» **Records to process**
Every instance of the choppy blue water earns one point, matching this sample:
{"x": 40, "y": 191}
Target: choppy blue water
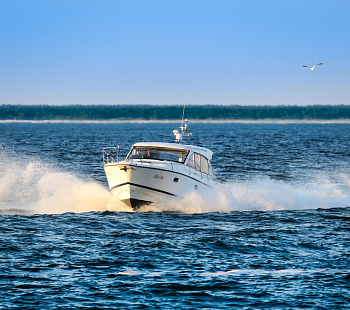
{"x": 275, "y": 236}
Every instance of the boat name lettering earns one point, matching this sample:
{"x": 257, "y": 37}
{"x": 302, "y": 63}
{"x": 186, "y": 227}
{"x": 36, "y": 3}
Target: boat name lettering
{"x": 160, "y": 177}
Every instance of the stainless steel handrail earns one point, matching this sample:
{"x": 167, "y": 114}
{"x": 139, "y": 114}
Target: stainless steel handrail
{"x": 110, "y": 155}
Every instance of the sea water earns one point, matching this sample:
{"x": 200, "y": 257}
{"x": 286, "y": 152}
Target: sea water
{"x": 276, "y": 235}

» **Task brief**
Write out every line of the rows above verbatim, from the first row through the last. Leave the picture out.

» **Result of the task**
Every instance of the choppy blue water earns one point, matching this sample:
{"x": 40, "y": 191}
Target: choppy blue water
{"x": 275, "y": 236}
Every instance of the boat name lettering earns one point, matching this sample:
{"x": 257, "y": 37}
{"x": 302, "y": 63}
{"x": 186, "y": 227}
{"x": 36, "y": 3}
Target: boat name lettering
{"x": 160, "y": 177}
Every instance of the stainless steel handrail earns one point, matching this sample:
{"x": 167, "y": 114}
{"x": 139, "y": 114}
Target: stainless steel handrail
{"x": 110, "y": 155}
Every instance of the sea water earns one point, matching this sample:
{"x": 200, "y": 257}
{"x": 286, "y": 152}
Target: sea water
{"x": 276, "y": 235}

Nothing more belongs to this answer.